### DOCUMENT SECTION

Do share the outcome from 1 and 2.

Thank you for the response Kavier

1 - When I start nodes I can see in logs there were no errors; nodes started successfully, status of nodes are GREEN

2 - To test the cluster with the curl I need ca.crt which I don't have.
As I mentioned initially I generated passwordless (with no password provided) elastic-certificates.p12 as follows
bin/elasticsearch-certutil cert -out config/certs/elastic-certificates.p12 -pass ""
To convert it to PEM I ran command:
openssl pkcs12 -in certs/elastic-certificates.p12 -out certs/elastic-certificates.crt -nokeys
I has been prompted for password, clicked enter (because I have no password) and empty file elastic-certificates.crt has been created with zero size.

Q: how I can create ca.crt from my passwordless elastic-certificates.p12 ?

I'm not an expert for certs, but I wonder will it be different if you -out cert .pem instead?

openssl pkcs12 -in elastic-certificates.p12  -out elastic-ca.pem -nokeys

I always use below cheatsheet when dealing with certs issue.. hope it helps.

######

▶ _WORK TO DO_
From the certificate discussion above, extract the passage starting at "2 - To test" and ending at "with zero size.", copied word for word.

### DATA EXCERPTS

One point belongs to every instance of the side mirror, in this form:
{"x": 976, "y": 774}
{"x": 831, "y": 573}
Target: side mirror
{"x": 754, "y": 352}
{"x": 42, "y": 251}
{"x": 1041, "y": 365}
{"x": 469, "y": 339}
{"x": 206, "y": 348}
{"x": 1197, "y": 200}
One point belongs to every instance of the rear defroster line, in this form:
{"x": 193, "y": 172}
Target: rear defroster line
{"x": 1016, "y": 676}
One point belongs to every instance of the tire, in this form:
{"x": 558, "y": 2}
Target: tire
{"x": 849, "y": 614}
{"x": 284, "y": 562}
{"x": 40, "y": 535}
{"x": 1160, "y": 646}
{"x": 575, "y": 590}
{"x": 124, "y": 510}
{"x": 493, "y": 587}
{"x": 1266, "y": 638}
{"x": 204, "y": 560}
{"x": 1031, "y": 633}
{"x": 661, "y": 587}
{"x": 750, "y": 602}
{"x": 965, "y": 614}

######

▶ _SOLUTION TO THIS TASK_
2 - To test the cluster with the curl I need ca.crt which I don't have.
As I mentioned initially I generated passwordless (with no password provided) elastic-certificates.p12 as follows
bin/elasticsearch-certutil cert -out config/certs/elastic-certificates.p12 -pass ""
To convert it to PEM I ran command:
openssl pkcs12 -in certs/elastic-certificates.p12 -out certs/elastic-certificates.crt -nokeys
I has been prompted for password, clicked enter (because I have no password) and empty file elastic-certificates.crt has been created with zero size.